-- BEGIN Entries supplied --

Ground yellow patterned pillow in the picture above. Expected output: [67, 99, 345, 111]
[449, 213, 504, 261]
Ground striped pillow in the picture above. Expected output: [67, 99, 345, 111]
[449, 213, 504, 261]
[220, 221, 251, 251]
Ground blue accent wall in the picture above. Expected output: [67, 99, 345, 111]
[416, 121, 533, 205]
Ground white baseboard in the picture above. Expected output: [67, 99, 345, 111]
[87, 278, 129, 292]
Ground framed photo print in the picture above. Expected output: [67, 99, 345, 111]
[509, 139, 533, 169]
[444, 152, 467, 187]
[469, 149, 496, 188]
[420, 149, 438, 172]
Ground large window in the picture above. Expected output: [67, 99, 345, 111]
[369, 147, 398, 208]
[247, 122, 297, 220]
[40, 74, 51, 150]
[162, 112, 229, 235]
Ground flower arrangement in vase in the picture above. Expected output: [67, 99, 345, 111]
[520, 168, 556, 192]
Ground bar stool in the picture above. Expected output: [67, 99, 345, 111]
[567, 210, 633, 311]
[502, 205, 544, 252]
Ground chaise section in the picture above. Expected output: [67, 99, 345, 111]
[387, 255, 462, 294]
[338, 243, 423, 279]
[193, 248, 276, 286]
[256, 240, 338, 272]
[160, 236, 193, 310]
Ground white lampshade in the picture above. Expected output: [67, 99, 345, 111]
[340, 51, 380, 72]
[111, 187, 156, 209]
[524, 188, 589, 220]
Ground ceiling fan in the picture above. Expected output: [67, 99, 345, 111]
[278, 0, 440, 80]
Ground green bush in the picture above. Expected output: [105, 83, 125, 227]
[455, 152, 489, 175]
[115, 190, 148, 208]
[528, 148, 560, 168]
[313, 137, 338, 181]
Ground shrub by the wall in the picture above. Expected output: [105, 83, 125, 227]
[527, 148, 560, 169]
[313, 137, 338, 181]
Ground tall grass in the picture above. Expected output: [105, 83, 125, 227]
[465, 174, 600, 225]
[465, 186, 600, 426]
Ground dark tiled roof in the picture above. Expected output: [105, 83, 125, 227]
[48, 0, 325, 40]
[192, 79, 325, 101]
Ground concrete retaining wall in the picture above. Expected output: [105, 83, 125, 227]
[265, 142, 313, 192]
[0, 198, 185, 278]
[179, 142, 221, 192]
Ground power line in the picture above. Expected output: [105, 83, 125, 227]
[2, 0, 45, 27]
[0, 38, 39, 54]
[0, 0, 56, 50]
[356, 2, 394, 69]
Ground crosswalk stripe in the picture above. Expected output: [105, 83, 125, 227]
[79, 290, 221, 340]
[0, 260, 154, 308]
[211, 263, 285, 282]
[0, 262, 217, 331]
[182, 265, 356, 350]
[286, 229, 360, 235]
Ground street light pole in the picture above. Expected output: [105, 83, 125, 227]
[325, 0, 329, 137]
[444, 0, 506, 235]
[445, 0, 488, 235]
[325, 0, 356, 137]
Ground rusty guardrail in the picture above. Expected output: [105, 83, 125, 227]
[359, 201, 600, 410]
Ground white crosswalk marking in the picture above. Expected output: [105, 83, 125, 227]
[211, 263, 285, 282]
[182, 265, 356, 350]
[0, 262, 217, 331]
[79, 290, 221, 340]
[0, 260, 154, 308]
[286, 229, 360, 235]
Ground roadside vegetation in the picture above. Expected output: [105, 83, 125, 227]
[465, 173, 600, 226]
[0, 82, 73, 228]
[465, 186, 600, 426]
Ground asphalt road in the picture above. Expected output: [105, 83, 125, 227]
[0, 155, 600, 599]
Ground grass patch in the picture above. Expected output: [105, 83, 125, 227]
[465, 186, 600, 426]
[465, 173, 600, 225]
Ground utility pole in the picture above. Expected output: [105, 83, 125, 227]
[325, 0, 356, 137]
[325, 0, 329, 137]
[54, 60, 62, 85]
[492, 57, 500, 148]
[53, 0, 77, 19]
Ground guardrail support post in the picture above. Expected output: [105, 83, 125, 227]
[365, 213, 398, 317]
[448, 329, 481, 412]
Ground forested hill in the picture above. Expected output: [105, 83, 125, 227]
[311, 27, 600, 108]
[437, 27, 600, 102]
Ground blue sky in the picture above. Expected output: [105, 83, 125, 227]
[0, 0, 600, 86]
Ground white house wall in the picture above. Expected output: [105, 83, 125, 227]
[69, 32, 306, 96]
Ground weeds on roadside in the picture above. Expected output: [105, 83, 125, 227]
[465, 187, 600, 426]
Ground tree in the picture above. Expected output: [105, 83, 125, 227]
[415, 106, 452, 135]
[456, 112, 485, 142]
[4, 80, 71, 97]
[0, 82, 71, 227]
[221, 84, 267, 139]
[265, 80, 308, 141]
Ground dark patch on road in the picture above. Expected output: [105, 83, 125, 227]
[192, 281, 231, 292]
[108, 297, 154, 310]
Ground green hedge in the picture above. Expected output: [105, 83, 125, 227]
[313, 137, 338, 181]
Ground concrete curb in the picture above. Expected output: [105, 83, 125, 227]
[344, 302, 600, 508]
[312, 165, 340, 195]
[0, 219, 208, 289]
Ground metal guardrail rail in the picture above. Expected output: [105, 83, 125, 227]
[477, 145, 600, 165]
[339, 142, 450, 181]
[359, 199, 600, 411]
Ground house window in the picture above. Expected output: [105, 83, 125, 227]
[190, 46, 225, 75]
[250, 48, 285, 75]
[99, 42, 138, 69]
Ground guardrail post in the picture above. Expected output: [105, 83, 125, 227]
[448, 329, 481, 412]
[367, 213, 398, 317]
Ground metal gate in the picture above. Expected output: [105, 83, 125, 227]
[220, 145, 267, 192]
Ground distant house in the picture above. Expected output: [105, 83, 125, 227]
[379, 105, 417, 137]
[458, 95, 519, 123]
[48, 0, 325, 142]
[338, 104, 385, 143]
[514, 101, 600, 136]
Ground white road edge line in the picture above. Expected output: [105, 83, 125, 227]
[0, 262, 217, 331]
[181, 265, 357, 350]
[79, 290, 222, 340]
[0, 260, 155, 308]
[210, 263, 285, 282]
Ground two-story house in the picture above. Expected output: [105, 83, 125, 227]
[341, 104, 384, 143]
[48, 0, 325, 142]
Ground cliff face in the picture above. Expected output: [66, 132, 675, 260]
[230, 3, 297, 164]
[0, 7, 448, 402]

-- END Entries supplied --
-- BEGIN Entries supplied --

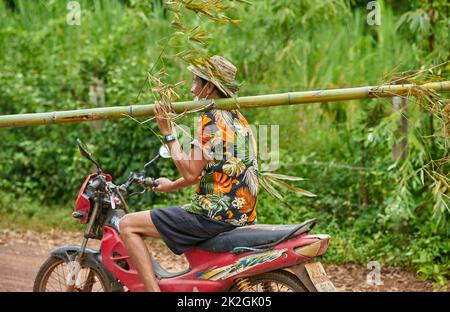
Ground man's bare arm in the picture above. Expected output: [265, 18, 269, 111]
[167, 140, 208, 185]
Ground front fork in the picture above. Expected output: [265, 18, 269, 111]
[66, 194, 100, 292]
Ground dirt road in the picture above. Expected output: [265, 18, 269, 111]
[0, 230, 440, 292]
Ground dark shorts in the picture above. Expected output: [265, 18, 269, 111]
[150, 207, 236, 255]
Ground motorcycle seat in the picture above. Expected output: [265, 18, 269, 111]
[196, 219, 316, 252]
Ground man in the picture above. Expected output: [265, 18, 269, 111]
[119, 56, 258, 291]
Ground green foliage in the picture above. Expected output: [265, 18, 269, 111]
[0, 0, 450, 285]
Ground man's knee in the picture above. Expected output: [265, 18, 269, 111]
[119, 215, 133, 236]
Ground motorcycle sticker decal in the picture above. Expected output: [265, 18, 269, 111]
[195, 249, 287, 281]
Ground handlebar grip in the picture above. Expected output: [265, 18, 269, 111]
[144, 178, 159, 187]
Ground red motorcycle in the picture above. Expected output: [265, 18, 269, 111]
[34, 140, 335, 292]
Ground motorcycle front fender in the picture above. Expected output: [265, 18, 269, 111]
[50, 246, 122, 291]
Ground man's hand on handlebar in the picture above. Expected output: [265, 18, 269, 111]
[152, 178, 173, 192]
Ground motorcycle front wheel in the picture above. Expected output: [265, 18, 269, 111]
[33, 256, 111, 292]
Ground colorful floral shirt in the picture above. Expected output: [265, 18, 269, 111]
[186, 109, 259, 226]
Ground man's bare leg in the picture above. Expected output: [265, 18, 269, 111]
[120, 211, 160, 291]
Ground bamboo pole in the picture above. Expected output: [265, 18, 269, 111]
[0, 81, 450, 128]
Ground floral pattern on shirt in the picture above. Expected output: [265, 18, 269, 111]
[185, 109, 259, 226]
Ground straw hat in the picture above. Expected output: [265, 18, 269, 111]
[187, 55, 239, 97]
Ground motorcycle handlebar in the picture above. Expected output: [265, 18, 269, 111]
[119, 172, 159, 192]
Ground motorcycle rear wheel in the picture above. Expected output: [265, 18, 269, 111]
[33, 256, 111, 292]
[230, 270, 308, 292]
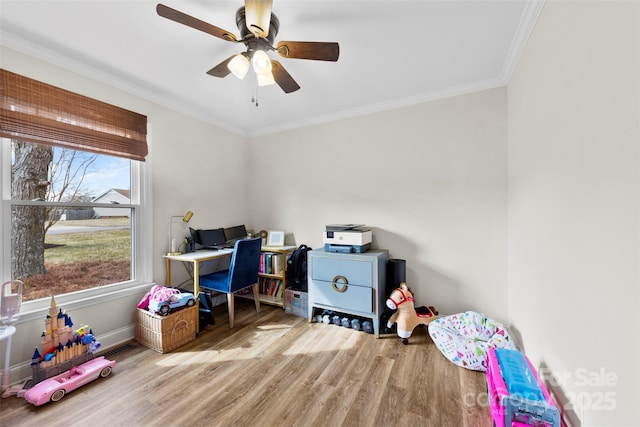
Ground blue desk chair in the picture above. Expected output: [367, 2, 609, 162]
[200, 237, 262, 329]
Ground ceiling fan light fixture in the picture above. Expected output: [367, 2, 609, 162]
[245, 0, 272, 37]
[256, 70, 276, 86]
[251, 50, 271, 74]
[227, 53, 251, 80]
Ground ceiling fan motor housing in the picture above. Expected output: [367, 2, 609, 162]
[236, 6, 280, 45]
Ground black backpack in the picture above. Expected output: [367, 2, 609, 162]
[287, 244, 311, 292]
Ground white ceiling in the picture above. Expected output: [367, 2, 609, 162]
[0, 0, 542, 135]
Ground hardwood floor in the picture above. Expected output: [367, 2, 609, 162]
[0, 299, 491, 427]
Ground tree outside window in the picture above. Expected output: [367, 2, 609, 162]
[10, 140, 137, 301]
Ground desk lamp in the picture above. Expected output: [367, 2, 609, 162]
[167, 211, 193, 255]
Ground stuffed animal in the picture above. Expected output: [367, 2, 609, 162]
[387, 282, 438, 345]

-- END Entries supplied --

• What is asked: Turn the lines into a Markdown table with the columns Row and Text, starting at the line that contains "Ground guardrail support" and stopping after the line that contains "[69, 32, 306, 96]". Number each line in Row and leave out any blank lines.

• Result for this task:
| Row | Text |
|---|---|
| 1 | Ground guardrail support post in the picture above. Expected output: [105, 83, 125, 227] |
| 2 | [365, 213, 398, 317] |
| 3 | [448, 329, 481, 412] |
| 4 | Ground forested hill in the picture above. Expected output: [105, 83, 125, 227] |
| 5 | [311, 27, 600, 108] |
| 6 | [437, 27, 600, 102] |
| 7 | Ground blue sky in the picture above. Expected output: [105, 83, 125, 227] |
| 8 | [0, 0, 600, 86] |
| 9 | Ground white house wall in the picture above. Expected output: [105, 83, 125, 227] |
| 10 | [69, 32, 306, 96] |